### Records to process
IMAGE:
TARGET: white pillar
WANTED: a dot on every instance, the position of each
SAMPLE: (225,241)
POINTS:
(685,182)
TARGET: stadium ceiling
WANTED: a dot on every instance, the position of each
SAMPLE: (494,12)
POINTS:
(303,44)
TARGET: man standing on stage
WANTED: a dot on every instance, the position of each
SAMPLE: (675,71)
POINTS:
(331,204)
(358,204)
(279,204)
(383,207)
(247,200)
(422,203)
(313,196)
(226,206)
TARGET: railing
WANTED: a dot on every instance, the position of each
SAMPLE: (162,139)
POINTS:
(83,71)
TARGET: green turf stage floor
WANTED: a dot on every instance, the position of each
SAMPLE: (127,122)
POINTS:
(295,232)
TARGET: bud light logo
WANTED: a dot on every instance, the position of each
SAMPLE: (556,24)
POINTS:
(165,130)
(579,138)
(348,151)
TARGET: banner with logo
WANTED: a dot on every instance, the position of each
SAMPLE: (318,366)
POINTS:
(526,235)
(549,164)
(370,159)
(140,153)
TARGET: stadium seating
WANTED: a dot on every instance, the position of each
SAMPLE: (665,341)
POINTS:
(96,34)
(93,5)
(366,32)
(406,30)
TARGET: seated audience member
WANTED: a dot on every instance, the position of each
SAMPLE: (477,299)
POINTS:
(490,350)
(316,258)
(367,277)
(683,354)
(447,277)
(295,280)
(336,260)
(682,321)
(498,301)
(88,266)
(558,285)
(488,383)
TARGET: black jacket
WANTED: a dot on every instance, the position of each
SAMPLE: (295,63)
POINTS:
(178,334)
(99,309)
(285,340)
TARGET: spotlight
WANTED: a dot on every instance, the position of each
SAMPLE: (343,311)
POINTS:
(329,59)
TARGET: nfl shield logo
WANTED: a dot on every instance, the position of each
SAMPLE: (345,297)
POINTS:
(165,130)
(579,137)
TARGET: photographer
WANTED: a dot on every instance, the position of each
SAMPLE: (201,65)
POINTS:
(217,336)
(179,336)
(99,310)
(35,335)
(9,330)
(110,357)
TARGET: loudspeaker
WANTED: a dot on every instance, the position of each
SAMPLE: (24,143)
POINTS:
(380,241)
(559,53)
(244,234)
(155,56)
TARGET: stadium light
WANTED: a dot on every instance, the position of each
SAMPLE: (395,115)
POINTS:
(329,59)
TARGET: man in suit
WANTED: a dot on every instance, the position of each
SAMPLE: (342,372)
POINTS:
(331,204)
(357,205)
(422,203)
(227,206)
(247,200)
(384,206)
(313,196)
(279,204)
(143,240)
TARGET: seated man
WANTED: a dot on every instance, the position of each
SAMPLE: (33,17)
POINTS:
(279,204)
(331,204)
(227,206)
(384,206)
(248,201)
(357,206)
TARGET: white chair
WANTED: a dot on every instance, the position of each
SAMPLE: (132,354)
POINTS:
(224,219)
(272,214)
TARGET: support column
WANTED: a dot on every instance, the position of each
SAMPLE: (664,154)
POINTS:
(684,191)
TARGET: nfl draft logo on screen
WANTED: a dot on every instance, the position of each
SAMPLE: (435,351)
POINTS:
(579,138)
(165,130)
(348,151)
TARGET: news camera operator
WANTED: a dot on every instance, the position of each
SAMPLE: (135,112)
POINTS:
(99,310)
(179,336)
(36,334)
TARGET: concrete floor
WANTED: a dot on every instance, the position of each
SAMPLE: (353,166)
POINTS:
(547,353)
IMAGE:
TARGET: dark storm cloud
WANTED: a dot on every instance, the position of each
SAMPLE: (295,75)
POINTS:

### Description of the task
Every record above is to be given again precisely.

### Problem solution
IMAGE:
TARGET: white pillar
WANTED: a dot on every instance, the position of each
SAMPLE: (225,241)
POINTS:
(685,182)
TARGET: stadium ceiling
WANTED: a dot on every instance, the position of each
SAMPLE: (494,12)
POINTS:
(303,44)
TARGET: man standing on stage
WANTED: a dot on every instance, the position of each
SAMPLE: (675,71)
POINTS:
(331,204)
(358,204)
(279,204)
(383,207)
(247,200)
(422,203)
(313,196)
(226,206)
TARGET: railing
WANTED: a dot on every instance, the position of each
SAMPLE: (162,139)
POINTS:
(83,71)
TARGET: green turf stage floor
WANTED: a dot on every instance, the position of each
SAMPLE: (127,122)
POINTS:
(295,232)
TARGET: bud light logo
WANTED: a dot on every instance, the position of each
SAMPLE: (556,24)
POINTS:
(165,130)
(579,138)
(348,151)
TARGET: banner with logo
WANTED: a dot on every instance, the position of each
SAMPLE: (318,366)
POINTS:
(526,235)
(549,164)
(370,159)
(140,153)
TARGET: stadium seating
WANTED: a dot on every instance, the position of each
SAMPLE: (665,341)
POINTS:
(96,34)
(93,5)
(366,32)
(406,30)
TARGET: seated audience member
WANTED: a dot on every instance, the position of each
SAMPLE: (477,299)
POINTS:
(490,350)
(316,258)
(367,277)
(683,354)
(447,277)
(295,280)
(336,260)
(682,321)
(498,301)
(88,266)
(558,285)
(488,383)
TARGET: black jacket
WANTED: a dot on every instance, the position of each
SAMPLE: (295,63)
POINTS:
(178,334)
(99,309)
(285,340)
TARGET: spotlight
WANTED: a dot on every instance, the position of each
SAMPLE: (343,311)
POINTS:
(329,59)
TARGET: nfl shield logo
WANTED: a dot on every instance, the position of each
SAMPLE: (345,297)
POINTS:
(165,130)
(579,137)
TARGET: photographer
WANTED: a dot on every instance, the position of each
SAMPLE: (201,65)
POINTS:
(217,336)
(179,336)
(99,310)
(35,335)
(9,330)
(110,357)
TARGET: loudspeaker
WANTED: a dot on every instance, the position of each
SAMPLE: (24,143)
POINTS:
(380,241)
(559,53)
(244,234)
(155,56)
TARGET: stadium light
WANTED: a dot on every instance, the position of each
SAMPLE: (395,115)
POINTS:
(329,59)
TARGET: man in suit
WANTED: a dot on every instance, the position of each
SAMPLE: (342,372)
POINTS:
(331,204)
(357,205)
(422,203)
(227,206)
(247,200)
(384,206)
(313,196)
(279,204)
(143,240)
TARGET: seated man
WANTED: a dot on every instance, the position of each
SAMPLE: (33,17)
POINTS:
(279,204)
(331,204)
(227,206)
(384,206)
(248,201)
(357,206)
TARGET: white chair
WANTED: a dot on every instance, the position of each
SAMPLE: (132,354)
POINTS:
(224,219)
(272,214)
TARGET: support column
WANTED: a dot on every instance, the position of each
SAMPLE: (664,154)
POINTS:
(684,191)
TARGET: nfl draft logo on screen
WANTED: a dot on every instance, the position of each
SAMPLE: (435,351)
POINTS:
(579,138)
(165,130)
(348,151)
TARGET: news camera operator
WANTED: a dot on every instance, the position of each
SAMPLE: (135,112)
POINTS:
(99,310)
(179,336)
(36,334)
TARGET: concrete floor
WANTED: a dot on every instance, the position of each
SAMPLE: (353,166)
POINTS:
(547,353)
IMAGE:
TARGET: dark storm cloud
WANTED: a dot on every instance, the position of each
SAMPLE: (295,75)
POINTS:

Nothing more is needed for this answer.